[Opening PROVIDED RECORDS section]
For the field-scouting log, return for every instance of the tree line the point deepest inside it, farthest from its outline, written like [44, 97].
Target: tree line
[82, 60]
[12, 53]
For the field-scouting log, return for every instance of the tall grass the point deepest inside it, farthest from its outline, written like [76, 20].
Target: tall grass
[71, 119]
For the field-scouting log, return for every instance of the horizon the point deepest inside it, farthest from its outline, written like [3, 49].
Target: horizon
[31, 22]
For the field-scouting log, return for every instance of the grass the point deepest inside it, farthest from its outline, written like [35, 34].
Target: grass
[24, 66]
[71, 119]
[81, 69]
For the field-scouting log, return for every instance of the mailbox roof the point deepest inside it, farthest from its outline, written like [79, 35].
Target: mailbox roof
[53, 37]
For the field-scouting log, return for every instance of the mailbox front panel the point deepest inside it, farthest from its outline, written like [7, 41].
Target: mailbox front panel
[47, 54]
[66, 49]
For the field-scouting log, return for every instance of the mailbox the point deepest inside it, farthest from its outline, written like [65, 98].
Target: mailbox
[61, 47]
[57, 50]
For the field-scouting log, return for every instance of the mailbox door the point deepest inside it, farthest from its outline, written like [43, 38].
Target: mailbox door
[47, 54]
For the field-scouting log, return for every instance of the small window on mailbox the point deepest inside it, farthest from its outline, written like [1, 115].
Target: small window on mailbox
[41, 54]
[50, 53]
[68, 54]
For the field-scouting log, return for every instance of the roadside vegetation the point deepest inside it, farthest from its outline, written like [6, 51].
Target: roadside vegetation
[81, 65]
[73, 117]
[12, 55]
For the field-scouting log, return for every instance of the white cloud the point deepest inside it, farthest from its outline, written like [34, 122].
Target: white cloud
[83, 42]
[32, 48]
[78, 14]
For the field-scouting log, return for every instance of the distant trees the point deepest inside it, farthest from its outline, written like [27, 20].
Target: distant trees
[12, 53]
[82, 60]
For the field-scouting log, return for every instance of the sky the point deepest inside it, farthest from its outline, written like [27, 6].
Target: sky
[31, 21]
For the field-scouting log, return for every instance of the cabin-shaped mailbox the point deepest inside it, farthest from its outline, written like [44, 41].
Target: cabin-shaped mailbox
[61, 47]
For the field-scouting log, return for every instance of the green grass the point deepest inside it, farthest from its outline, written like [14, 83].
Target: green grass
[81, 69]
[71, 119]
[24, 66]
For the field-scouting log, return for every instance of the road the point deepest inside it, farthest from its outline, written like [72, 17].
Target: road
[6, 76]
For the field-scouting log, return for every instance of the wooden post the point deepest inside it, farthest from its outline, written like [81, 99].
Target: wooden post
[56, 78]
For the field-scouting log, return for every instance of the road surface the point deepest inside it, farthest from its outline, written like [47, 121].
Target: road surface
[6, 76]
[Closing PROVIDED RECORDS section]
[Opening PROVIDED RECORDS section]
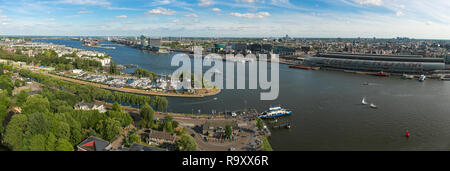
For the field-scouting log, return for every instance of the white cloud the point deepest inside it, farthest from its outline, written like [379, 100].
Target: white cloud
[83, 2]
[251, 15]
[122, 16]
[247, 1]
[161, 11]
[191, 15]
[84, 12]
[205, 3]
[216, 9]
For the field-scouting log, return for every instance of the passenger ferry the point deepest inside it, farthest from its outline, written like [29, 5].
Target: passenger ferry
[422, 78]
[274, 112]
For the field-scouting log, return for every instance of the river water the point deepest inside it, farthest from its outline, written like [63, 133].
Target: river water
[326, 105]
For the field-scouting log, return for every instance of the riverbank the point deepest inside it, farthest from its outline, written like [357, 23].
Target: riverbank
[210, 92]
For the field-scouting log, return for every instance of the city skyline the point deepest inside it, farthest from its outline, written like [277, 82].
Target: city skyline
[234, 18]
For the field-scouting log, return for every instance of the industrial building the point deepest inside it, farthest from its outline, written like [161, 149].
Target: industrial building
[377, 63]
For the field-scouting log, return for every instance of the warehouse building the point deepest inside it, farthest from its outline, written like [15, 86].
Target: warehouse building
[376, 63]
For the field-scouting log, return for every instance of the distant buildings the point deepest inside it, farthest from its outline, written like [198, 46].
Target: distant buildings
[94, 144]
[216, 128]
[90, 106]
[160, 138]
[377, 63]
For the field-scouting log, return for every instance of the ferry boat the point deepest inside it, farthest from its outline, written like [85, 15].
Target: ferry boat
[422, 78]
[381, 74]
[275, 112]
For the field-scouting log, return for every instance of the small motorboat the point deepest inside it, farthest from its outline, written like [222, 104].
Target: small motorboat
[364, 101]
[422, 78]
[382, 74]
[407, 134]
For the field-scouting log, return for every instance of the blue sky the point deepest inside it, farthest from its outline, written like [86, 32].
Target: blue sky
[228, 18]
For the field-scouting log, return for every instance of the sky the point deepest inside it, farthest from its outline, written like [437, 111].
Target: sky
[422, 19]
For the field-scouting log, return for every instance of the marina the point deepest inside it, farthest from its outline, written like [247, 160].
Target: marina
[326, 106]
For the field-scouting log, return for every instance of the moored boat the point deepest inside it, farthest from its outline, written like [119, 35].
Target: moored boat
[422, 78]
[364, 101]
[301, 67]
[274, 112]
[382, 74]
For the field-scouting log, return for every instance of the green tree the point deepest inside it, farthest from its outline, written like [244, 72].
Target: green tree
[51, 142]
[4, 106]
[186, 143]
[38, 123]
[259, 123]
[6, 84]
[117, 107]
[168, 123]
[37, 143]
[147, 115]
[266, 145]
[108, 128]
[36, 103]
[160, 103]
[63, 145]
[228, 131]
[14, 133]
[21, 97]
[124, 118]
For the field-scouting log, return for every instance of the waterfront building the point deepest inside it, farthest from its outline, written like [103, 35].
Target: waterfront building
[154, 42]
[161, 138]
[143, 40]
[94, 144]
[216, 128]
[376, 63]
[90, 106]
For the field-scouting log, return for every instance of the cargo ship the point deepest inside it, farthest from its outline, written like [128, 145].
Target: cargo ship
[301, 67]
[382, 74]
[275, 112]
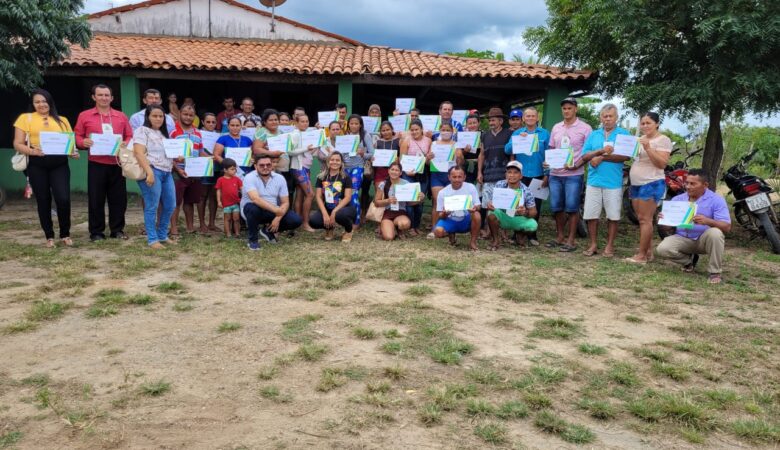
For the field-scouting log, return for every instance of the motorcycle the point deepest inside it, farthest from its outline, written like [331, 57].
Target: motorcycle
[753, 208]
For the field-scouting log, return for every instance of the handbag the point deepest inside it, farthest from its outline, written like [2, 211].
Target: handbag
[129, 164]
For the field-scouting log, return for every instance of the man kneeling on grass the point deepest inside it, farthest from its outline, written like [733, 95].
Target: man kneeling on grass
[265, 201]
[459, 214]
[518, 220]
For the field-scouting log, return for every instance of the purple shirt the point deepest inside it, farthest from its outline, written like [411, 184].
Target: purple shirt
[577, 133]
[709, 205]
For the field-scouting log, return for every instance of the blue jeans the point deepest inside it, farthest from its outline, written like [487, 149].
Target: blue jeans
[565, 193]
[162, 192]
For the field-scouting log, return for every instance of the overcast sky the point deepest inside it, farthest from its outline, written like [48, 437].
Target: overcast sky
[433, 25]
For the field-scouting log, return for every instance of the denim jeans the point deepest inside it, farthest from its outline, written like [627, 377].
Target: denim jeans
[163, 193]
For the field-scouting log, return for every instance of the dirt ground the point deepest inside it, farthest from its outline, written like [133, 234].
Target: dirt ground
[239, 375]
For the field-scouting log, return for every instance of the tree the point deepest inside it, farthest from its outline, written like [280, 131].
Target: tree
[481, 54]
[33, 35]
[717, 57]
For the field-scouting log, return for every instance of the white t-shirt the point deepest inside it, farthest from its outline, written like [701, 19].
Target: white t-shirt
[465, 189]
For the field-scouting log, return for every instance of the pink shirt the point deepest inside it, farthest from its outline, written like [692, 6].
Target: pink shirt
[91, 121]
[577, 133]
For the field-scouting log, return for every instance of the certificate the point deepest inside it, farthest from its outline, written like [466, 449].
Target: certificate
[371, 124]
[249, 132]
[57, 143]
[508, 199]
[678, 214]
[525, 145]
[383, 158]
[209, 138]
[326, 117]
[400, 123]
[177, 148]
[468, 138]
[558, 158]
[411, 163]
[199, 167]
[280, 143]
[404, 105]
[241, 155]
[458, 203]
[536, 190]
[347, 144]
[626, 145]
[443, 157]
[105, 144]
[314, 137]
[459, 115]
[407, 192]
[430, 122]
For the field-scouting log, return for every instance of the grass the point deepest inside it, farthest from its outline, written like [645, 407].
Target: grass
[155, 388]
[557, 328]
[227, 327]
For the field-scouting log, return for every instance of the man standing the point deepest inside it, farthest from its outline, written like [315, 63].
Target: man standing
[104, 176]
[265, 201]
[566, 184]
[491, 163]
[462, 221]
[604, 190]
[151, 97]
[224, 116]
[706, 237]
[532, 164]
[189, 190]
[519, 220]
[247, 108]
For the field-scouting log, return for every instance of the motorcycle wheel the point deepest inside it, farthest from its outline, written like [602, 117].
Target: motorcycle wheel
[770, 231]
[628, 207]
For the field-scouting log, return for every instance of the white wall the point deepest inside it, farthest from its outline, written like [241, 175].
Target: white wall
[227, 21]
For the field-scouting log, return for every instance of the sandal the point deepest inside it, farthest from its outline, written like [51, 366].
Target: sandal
[Closing PROVIDED RECORDS section]
[Opening PROVIDED RECORDS section]
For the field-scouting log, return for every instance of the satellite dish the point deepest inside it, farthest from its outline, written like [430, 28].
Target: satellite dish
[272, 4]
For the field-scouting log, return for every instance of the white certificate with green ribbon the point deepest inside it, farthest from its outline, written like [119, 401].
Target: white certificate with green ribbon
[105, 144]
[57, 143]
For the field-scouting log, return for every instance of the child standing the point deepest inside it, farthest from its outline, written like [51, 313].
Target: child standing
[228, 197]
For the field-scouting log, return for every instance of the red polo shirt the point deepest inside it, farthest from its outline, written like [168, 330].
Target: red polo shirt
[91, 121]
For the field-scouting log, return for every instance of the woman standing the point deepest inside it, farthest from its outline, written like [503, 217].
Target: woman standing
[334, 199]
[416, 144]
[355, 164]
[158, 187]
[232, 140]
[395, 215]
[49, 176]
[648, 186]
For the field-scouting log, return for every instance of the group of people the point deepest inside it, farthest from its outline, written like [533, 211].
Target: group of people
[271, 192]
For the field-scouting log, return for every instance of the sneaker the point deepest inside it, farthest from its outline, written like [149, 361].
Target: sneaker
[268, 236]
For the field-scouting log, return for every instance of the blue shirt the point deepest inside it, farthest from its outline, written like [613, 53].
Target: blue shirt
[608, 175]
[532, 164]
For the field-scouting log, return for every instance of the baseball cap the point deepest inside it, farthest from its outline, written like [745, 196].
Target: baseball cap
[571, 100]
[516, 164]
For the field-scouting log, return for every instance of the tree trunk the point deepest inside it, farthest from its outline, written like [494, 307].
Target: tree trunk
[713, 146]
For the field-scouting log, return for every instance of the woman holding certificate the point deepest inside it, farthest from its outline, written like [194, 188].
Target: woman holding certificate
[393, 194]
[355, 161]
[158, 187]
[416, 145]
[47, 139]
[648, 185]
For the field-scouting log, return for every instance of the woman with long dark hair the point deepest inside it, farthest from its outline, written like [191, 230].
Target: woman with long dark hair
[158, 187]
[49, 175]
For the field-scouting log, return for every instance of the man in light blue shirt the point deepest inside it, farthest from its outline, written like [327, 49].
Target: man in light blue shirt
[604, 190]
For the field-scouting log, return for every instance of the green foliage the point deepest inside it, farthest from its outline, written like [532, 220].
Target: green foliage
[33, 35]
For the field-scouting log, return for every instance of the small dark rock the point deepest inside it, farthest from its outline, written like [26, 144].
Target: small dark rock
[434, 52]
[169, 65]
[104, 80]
[Closing PROVIDED RECORDS section]
Among the entries, how many lines contain the string "sandal"? Give the number without anything else.

> **TASK ANSWER**
2